Work required >> Render the lines in the records below as a Markdown table with the columns Row and Text. Cover everything from the line containing "Note to the class: identify the metal" down to the line containing "Note to the class: identify the railing", both included, and skip any blank lines.

─── Items ───

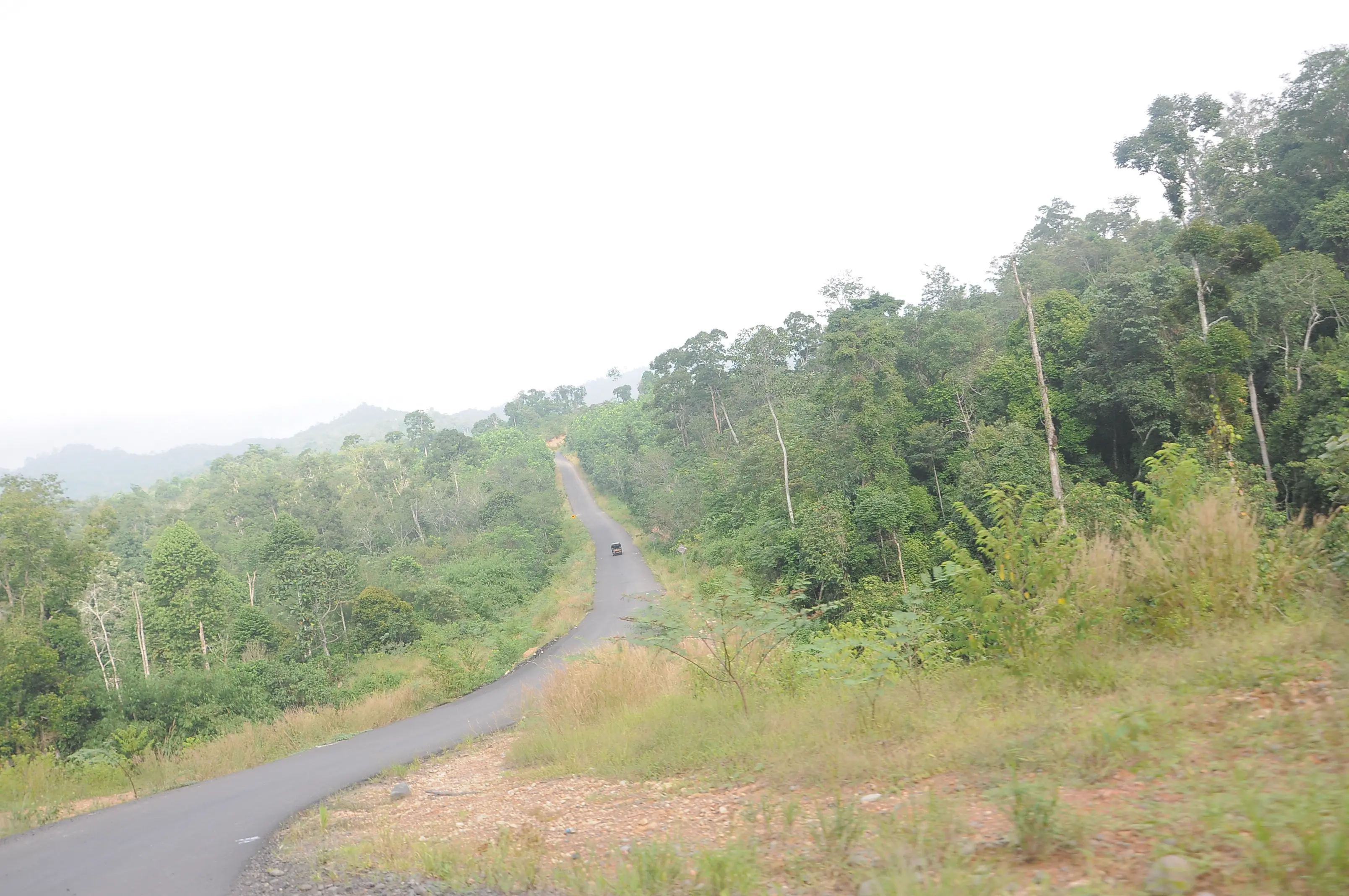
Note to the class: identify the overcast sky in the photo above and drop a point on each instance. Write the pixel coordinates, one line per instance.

───
─── Items ───

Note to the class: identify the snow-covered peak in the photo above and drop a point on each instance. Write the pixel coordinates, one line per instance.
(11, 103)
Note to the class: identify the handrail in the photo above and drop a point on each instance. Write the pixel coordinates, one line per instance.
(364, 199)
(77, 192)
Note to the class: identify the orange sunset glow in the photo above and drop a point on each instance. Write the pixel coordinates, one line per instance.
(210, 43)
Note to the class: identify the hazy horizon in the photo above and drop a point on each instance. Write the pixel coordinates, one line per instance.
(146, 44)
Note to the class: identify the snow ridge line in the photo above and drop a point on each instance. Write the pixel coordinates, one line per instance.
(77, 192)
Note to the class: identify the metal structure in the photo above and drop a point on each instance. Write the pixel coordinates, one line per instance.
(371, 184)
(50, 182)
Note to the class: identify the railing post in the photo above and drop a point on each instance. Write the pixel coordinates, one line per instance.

───

Full response >>
| Row | Text |
|---|---|
| 1 | Note to the class: identify the metal structure in the photo above and drop a point on each instance. Write the pixel coordinates, one line per instance. |
| 2 | (371, 184) |
| 3 | (50, 182) |
| 4 | Note to the class: identify the railing post in the photo above and drop a point on each instance. Write the pixel coordinates, one line per instance. |